MILLER: I think you can see that it would have mattered by the eventual outcome of this case, which is when there was an arrest made finally of Darren Sharper, then all these other police agencies dust off their files and they see oh, we had a Darren Sharper incident too. And most of them began prosecution. One of the fundamental principles in terms of what police recommend for a rape investigation is where else has this guy been and what has he done? And that's kind of the whole point of the stories that we've been doing is that it just should be kind of almost like a protocol step once you get a rape case to look back where the guy has lived before. And that's just not sort of me thinking that.

That's best practice recommendation from The International Police Chiefs Association and training groups and advocacy groups and everywhere else. And the reason is this - it's really interesting - there's some research that shows amongst the violent crimes like murder and assault, rape is the one which has the highest amount of serial offenders. In other words, a rapist, once you catch him, may have - something like a quarter to two-thirds have committed a previous rape.

So there's some sense, I mean, there's just a logical sense that you should go back and see had this guy, when he was living in another place, ever encountered the police? And what we found in our Darren Sharper story and its subsequent stories is that's just not a routine practice. You know, cops are busy. They've got one rape case in front of them. They want to solve that one. But then in reality, those previous incidents can play a role in the decision whether or not to prosecute. It sort of helps the prosecutor, helps the police officer, think this isn't just one incident of he said, she said. It's an incident of they said, he said. And so it gives the police and the prosecutors more, you know, reason to pursue the cases.

§ Required actions:
• A. Transcribe the part of the interview on rape investigations that begins at the words "So there's some" and ends after "pursue the cases.".
• B. Pick up the interview on rape investigations after its last sentence and keep it going.

§ Recorded information:
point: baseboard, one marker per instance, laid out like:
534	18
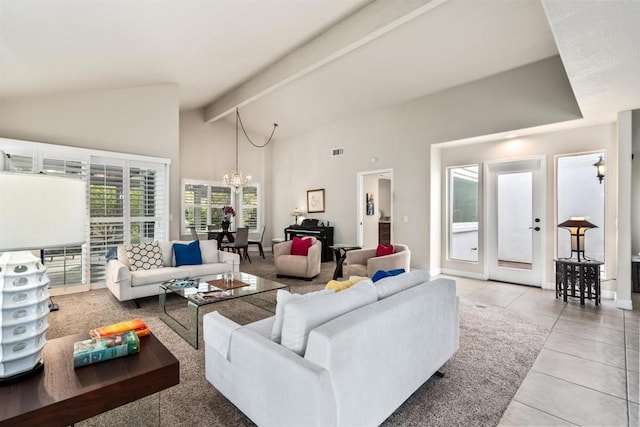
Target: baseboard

* * *

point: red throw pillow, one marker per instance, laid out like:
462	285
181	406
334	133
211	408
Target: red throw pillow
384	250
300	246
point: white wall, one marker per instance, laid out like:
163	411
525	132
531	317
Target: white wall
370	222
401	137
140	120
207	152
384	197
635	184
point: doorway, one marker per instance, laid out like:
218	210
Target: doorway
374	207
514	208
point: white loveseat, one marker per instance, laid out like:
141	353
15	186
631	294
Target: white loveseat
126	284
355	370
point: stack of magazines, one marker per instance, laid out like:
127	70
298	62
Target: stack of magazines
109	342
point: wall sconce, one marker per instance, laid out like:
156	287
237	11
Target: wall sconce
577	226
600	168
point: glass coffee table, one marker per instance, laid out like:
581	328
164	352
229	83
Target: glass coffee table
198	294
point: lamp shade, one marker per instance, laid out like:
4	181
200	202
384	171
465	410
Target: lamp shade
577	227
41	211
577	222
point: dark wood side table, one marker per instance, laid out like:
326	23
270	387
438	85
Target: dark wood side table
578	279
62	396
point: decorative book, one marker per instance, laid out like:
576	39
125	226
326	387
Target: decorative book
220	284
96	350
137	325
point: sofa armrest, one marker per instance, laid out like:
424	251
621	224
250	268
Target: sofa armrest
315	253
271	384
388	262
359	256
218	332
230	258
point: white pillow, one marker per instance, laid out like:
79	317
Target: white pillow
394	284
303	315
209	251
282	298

...

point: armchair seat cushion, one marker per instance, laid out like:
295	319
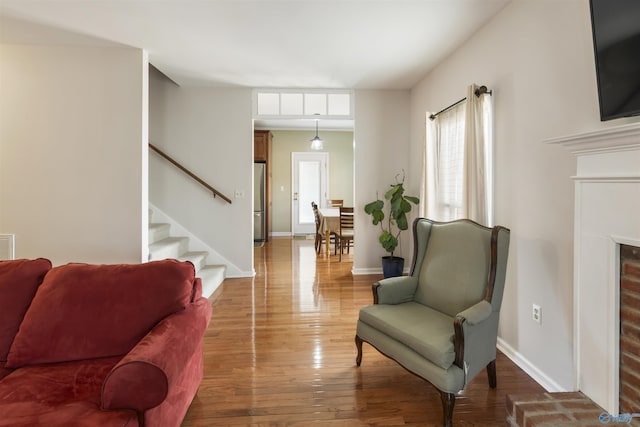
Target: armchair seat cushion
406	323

§ Answers:
• A.
So there's some sense, I mean, there's just a logical sense that you should go back and see had this guy, when he was living in another place, ever encountered the police? And what we found in our Darren Sharper story and its subsequent stories is that's just not a routine practice. You know, cops are busy. They've got one rape case in front of them. They want to solve that one. But then in reality, those previous incidents can play a role in the decision whether or not to prosecute. It sort of helps the prosecutor, helps the police officer, think this isn't just one incident of he said, she said. It's an incident of they said, he said. And so it gives the police and the prosecutors more, you know, reason to pursue the cases.

• B.
There's another whole separate issue about whether you can introduce those in court. And there is legislation passed that allows you to do that - again, unique in criminal justice. But at the very least, I think it's very true that if you're a police officer and you know that this guy's been accused in one or two other places by women - maybe never charged. But, you know, how many times does that happen? How could that be a complete coincidence? And then I think that would make police and prosecutors more aggressive in doing the investigation they have at hand.

DAVIES: Right, and it's not like they'd have to call 50 states. It's not that hard to figure out where a suspect has lived before and call those departments.

MILLER: Right, I mean, both you and I - as in our careers as journalists - I think it seems so obvious to us 'cause one of the first things you do when you're covering a story is you find out Bob Jones is a murderer and then you find out, like, where'd he live and try and call neighbors and then go back and find more neighbors and try and call them. It's almost second nature, I think, to journalists and many others to just kind of look at this guy's background. But for police, there's not really a big reward in that because you just have to solve the case in front of you. It's not necessarily helpful to them to go backwards.

DAVIES: T. Christian Miller is an investigative reporter for the nonprofit news site ProPublica. Later we'll hear how authorities finally put the case against Sharper together and about some investigative shortcomings that make it easier for serial rapists to get away with their crimes. I'm Dave Davies, and this is FRESH AIR.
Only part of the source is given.